**Task input:**
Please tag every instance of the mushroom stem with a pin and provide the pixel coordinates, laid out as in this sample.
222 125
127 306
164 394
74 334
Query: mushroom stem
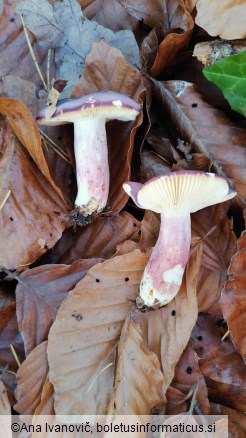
163 274
92 169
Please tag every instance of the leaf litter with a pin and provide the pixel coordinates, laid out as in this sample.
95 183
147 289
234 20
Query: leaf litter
188 355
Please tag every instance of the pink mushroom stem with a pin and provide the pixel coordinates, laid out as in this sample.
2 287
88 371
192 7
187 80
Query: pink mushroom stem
92 169
163 274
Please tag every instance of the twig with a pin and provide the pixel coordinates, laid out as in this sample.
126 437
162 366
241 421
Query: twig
54 146
97 375
15 355
5 199
32 52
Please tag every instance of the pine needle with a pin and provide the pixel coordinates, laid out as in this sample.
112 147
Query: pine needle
32 52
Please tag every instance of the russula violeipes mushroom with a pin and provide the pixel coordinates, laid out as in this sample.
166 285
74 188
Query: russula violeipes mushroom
174 196
89 115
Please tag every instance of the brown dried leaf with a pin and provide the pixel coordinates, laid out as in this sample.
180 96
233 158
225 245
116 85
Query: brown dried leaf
139 380
212 227
26 131
106 69
198 124
169 328
109 13
89 322
168 19
222 367
173 42
226 19
30 380
98 239
233 298
32 212
236 419
187 376
5 407
225 375
39 294
46 405
16 58
9 334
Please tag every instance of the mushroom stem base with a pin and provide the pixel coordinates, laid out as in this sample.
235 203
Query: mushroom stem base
163 274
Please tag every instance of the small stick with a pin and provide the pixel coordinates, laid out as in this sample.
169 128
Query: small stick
97 375
5 199
32 52
55 147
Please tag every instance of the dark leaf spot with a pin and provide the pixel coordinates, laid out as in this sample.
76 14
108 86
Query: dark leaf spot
189 370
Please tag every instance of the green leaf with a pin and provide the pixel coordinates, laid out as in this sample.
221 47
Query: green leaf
229 75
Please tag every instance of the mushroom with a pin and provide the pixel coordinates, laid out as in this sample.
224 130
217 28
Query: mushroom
89 115
174 196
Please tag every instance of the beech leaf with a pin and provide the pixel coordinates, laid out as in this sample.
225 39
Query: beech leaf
139 380
89 322
30 379
39 294
52 25
233 297
198 124
229 75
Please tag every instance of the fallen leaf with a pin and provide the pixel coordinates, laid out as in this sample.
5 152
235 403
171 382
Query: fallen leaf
170 20
226 19
236 419
21 90
173 42
207 336
26 131
31 208
139 380
225 376
51 24
233 298
30 380
16 58
168 329
39 294
9 334
46 405
106 69
97 239
187 376
5 407
89 321
109 13
198 124
212 226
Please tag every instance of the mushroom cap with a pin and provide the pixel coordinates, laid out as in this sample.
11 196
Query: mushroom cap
103 104
180 192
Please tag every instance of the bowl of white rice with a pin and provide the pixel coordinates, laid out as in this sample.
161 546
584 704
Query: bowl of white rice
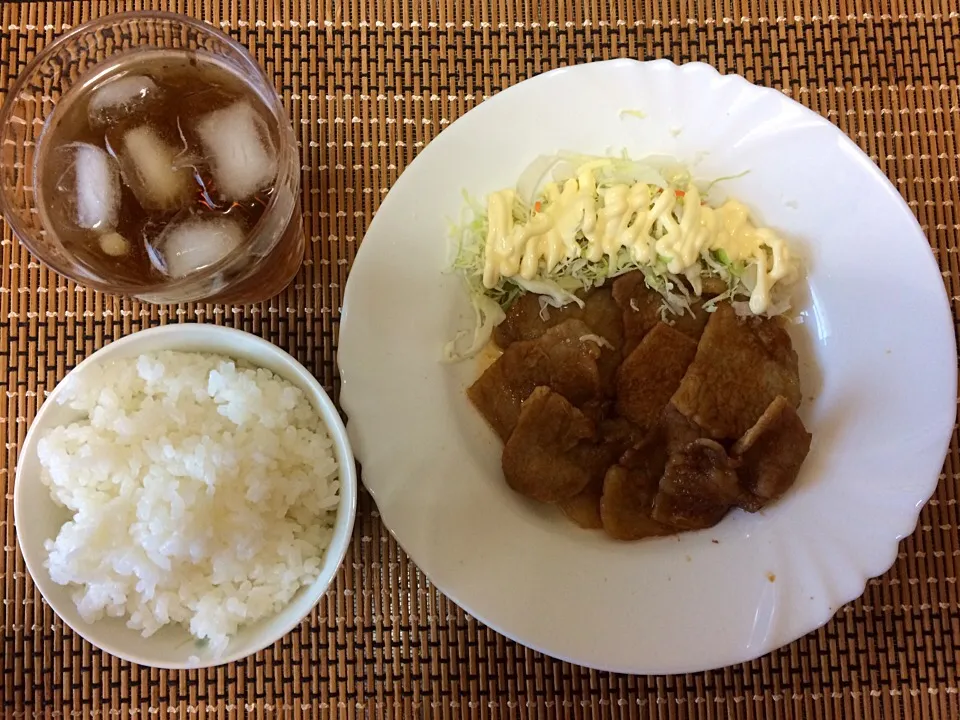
185 496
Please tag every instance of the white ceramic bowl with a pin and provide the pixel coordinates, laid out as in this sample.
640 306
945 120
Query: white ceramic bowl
37 518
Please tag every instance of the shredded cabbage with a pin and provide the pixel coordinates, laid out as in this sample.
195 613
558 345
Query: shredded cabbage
567 282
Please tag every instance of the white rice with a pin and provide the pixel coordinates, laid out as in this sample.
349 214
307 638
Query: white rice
202 493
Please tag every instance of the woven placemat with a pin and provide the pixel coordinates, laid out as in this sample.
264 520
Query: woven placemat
369 83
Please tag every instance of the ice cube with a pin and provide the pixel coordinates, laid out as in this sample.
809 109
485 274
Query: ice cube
119 97
114 244
187 246
97 188
151 170
239 149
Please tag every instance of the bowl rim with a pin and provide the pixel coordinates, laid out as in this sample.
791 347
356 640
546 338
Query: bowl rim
329 415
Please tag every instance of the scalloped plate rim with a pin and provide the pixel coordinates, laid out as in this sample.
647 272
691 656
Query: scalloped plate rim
377 486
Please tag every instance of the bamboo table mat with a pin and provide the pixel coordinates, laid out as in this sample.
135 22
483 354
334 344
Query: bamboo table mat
368 84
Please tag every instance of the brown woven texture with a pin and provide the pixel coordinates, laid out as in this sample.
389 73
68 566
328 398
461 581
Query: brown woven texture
368 84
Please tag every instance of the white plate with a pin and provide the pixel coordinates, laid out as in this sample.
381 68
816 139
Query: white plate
878 363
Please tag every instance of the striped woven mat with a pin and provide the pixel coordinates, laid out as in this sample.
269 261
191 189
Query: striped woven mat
369 83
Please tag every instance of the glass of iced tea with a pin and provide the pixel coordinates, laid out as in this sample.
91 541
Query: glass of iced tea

**Brief:** Quote every entry exactly, with the pictures omitted.

**Output of the exercise:**
Please tag every instance of the mushroom stem with a pin and provide the pixel coordinates, laid out as in this sample.
222 125
127 306
164 394
74 334
Query: mushroom stem
163 274
92 169
Please tag every instance of the leaf litter with a pin and provide the pixel coordinates, laid out as in this sample.
95 183
147 289
234 20
Query: leaf litter
188 355
Please tag every instance of the pink mushroom stem with a pin and provide the pixel coordinates, laid out as in this sample.
2 287
88 371
192 7
187 80
Query: pink mushroom stem
92 169
163 274
Please tag every instance of the twig with a pin and provide the pixel coordinates, laid out as in this sample.
126 437
162 366
241 421
Query: twig
54 146
97 375
15 355
5 199
32 52
Please tag every instance of the pine needle with a pin and provide the pixel coordinates, laid out as in this sample.
112 147
Query: pine needle
32 52
Please tag every instance of the russula violeipes mushroom with a pin and provide the pixel coordinates, laid out as in this sample.
166 285
74 188
Query: russula violeipes mushroom
174 196
89 115
Please tag every instance of the brown dried leaf with a pin and provide the pixel coordinates, laid out as in this sample.
180 96
233 158
225 245
116 85
Query: brown dried leaf
139 380
212 227
26 131
106 69
198 124
169 328
109 13
89 322
168 19
222 367
173 42
226 19
30 380
98 239
233 298
32 212
236 419
187 376
5 407
225 375
39 294
46 405
16 58
9 334
Please tag every instance of the mushroom stem base with a pin and provide the pixel coordinates, laid out as in this sample.
235 203
Query: mushroom stem base
163 274
Please tag every instance of the small stick with a pin and provide the pixel coordinates, laid out as in this sample.
169 128
Query: small stick
97 375
5 199
32 52
55 147
Please tag every instance of the dark leaf spot with a pin and provide the pixel coordinates, laid out as in this sample.
76 14
108 86
Query: dark leaf spot
189 370
Please tag every instance of the green leaf with a pin and provide the pixel coordinates, laid out as in this sample.
221 47
Query: green leaf
229 75
Please tag every instance of the mushroom with a pin and provide the pixel coordinates, laid out as in this sample.
224 130
217 28
Query: mushroom
89 115
174 196
Please tag every instance of the beech leaf with a pin and provide the pixel coordinates, laid out as in this sample.
225 39
Query: beech leaf
139 380
89 322
30 379
39 294
52 25
233 297
198 124
229 75
Please tag every instance of the fallen leaf with a pin and provide the pixel coordinates, laid out as in this sample.
5 152
235 403
171 382
Query: fallen leaf
170 20
226 19
236 419
21 90
173 42
207 336
26 131
31 208
139 380
225 376
51 24
233 298
30 380
16 58
168 329
39 294
9 334
46 405
106 69
97 239
187 376
5 407
89 321
109 13
198 124
212 226
Please tag every instance of the mushroom cap with a pin and provide the pixel coordinates, laid out as in this sample.
11 196
Query: mushroom cap
103 104
180 192
Please tag every instance of the bowl of white rice with a pin and provide the pixel coordinates, laid out as in this sample.
161 546
584 704
Query: bowl of white rice
185 496
Please tag every instance of the white ceramic bowl with a pin and provide the pixel coordinates, laid out as in this sample.
640 306
945 120
Query: white ceramic bowl
37 518
Please tag every instance of the shredded cabbage with a pin and provide the pixel coordinates, laid out as in this sample.
195 613
558 345
Query: shredded cabbage
567 282
Please tag every instance of the white rice with a pin and provide the pixel coordinates, laid out as in this sample.
349 214
307 638
Query: white rice
202 493
Please tag every instance of the woven placemat with a pin and provide the pixel coordinates, laid out as in this sample.
264 520
Query: woven placemat
369 83
Please tag every instance of the ice cube with a pin and provide the pixel coordinates, laid out as in this sample.
809 109
485 274
Query: ice cube
119 97
114 244
187 246
97 188
151 170
239 149
Please tag every instance of the bowl rim with a pin and provide the pixel coordinates, laid out as in this sample.
791 347
356 640
546 338
Query: bowl rim
329 415
Please tag every instance of the scalloped plate rim with a pin and provide the pixel coordinates, laid out as in this sample.
647 272
691 656
Query: scalloped plate rim
377 486
Please tag every instance of the bamboo table mat with a pin and provide the pixel coordinates, laid out as in this sample.
135 22
483 354
334 344
Query: bamboo table mat
368 84
Please tag every instance of the brown woven texture with a pin and provide the pixel coordinates, laid out as in this sample.
389 73
68 566
328 398
461 581
Query: brown woven texture
368 84
Please tag every instance of the white plate with a pin and provide the pixel coordinates, laid out as in this sample.
381 68
816 139
Query: white plate
878 363
Please tag every instance of the striped woven mat with a pin and provide the pixel coordinates, laid out as in this sample.
269 261
191 189
Query: striped woven mat
369 83
Please tag every instance of the glass of iced tea with a pin and provide the pixel coordinates, laid out as in this sample.
91 541
Query: glass of iced tea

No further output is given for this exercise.